WORK REQUIRED » Would you please transcribe the data in full and exactly, excluding images?

Stored data entries
····················

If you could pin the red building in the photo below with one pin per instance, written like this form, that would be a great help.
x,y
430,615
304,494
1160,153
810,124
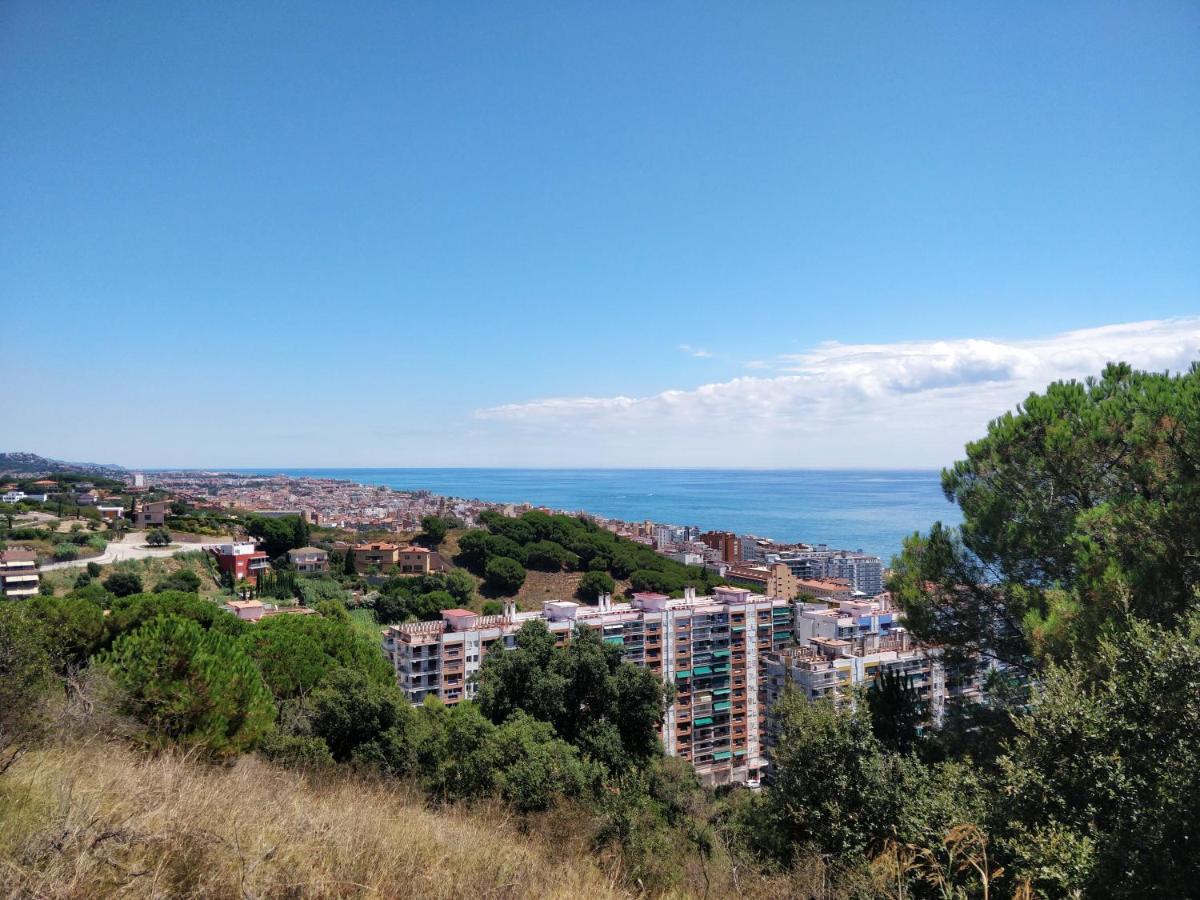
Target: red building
x,y
727,544
241,561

····················

TASK SOLUTION »
If you could pin the red building in the photo below with one pin per instance, written like this form, that would be a great help.
x,y
430,615
304,494
1160,153
810,124
Target: red building
x,y
727,544
241,561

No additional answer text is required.